EXERCISE DETAILS
Tally the lines in the items below that contain the string "reading", and reply with that number alone.

GIVEN RECORDS
- - - -

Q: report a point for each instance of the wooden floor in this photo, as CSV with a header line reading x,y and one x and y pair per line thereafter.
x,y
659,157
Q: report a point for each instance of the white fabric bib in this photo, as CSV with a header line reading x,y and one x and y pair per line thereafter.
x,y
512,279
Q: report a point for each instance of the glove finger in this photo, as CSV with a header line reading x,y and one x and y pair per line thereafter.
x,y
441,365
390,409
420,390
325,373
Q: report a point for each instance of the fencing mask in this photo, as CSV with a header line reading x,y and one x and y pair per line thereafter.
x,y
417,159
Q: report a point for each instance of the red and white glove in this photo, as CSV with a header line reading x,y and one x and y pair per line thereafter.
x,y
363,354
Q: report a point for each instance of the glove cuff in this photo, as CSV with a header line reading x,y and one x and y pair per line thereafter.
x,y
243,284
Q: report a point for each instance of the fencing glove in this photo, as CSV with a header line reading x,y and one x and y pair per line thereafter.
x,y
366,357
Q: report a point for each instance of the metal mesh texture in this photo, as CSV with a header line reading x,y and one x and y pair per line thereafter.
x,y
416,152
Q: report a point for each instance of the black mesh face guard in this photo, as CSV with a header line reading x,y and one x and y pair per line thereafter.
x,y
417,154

- - - -

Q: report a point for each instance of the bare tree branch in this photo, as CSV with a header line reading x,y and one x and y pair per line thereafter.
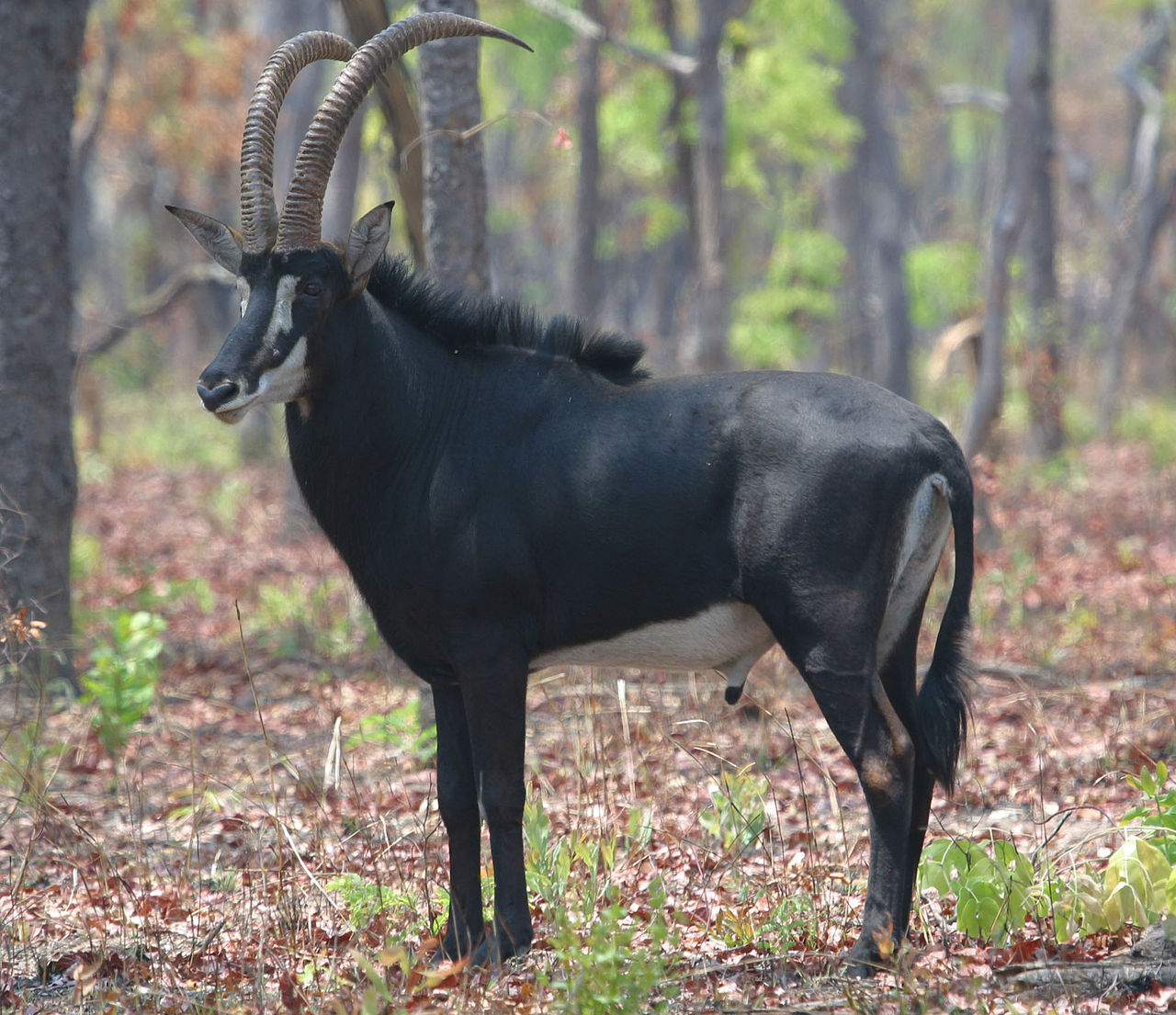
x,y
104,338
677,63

- - - -

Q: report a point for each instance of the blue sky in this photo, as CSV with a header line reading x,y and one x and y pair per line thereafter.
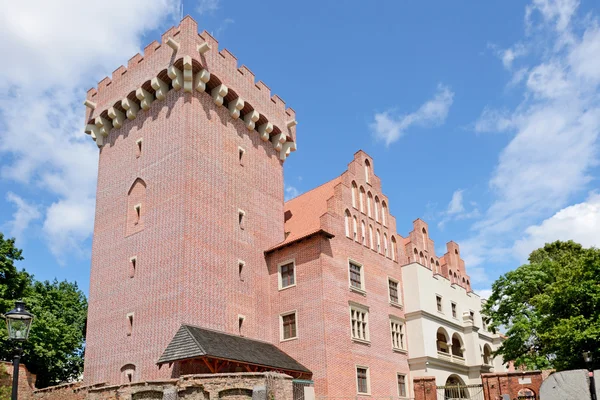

- - - -

THE RESULT
11